Instructions to follow:
Return every line of the records below verbatim, but omit the pictures from your output.

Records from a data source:
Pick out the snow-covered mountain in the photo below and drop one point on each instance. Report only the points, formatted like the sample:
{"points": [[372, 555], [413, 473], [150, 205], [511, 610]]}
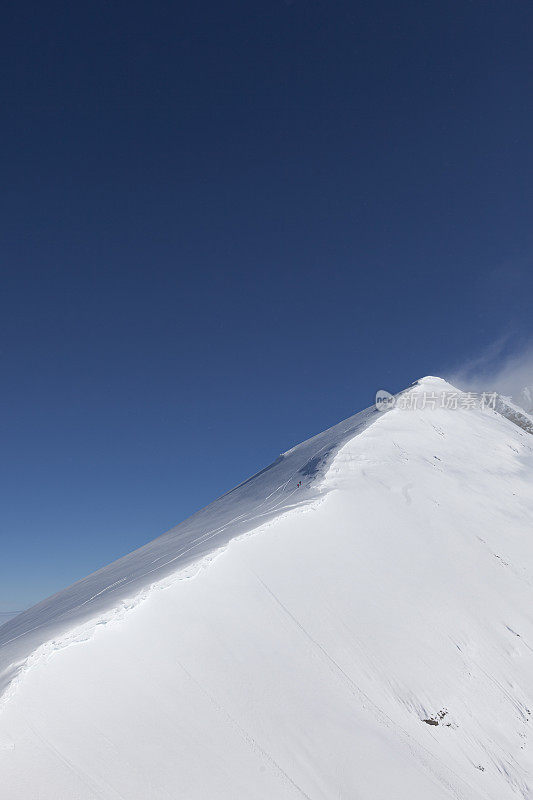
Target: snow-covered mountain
{"points": [[366, 634]]}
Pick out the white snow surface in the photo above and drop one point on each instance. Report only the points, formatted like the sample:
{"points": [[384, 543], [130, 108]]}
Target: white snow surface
{"points": [[395, 586]]}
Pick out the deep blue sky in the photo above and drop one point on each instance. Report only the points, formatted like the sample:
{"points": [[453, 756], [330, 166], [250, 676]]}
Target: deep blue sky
{"points": [[224, 226]]}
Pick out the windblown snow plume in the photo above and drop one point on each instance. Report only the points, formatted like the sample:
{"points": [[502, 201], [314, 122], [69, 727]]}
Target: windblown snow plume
{"points": [[508, 373], [355, 621]]}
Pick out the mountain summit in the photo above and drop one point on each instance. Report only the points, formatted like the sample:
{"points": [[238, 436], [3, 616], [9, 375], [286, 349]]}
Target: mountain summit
{"points": [[355, 621]]}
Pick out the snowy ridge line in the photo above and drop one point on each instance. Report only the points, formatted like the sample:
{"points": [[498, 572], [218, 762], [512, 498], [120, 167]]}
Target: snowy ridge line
{"points": [[85, 632], [123, 584]]}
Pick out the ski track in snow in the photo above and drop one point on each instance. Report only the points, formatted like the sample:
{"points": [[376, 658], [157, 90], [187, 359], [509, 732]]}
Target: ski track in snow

Final result:
Pick out the snow-covered mountain in the photo below and drop one point on each instance. Report only the points, formatted like the sample:
{"points": [[372, 555], [413, 473], [150, 205], [511, 610]]}
Target: snow-covered mountain
{"points": [[366, 634]]}
Pick out the white snow surface in the photo above and drop one point on each instance. Report only the points, formatted like the sample:
{"points": [[384, 543], [130, 108]]}
Target: white snow surface
{"points": [[395, 586]]}
Pick out the deep blue sky in the photo above and drop one point on each instance. Report only the points, formatted like the sample:
{"points": [[453, 756], [330, 166], [250, 676]]}
Target: deep blue sky
{"points": [[224, 226]]}
Pick out the windblown snow plume in the photo above and drop one point on each instance. Report only the points, formatted like the sample:
{"points": [[502, 201], [314, 122], [69, 727]]}
Target: windblown snow plume
{"points": [[508, 373], [355, 621]]}
Pick out the mountain summit in the photo above and drop one point on each instance. Report only the points, formatted like the sample:
{"points": [[238, 436], [3, 616], [9, 375], [286, 349]]}
Target: mountain summit
{"points": [[355, 621]]}
Pick out the snowy ridge line in the photo above and drop one point on each instance. Report only the points, formatted like the sample:
{"points": [[498, 572], [218, 762], [512, 498], [120, 167]]}
Target: snowy ridge line
{"points": [[85, 632], [123, 584]]}
Pick out the ski track in snow in the photo above and drop one point on each instance. Report only the points, formatted like the sample:
{"points": [[376, 658], [157, 90], [187, 359], [509, 732]]}
Target: ski track in snow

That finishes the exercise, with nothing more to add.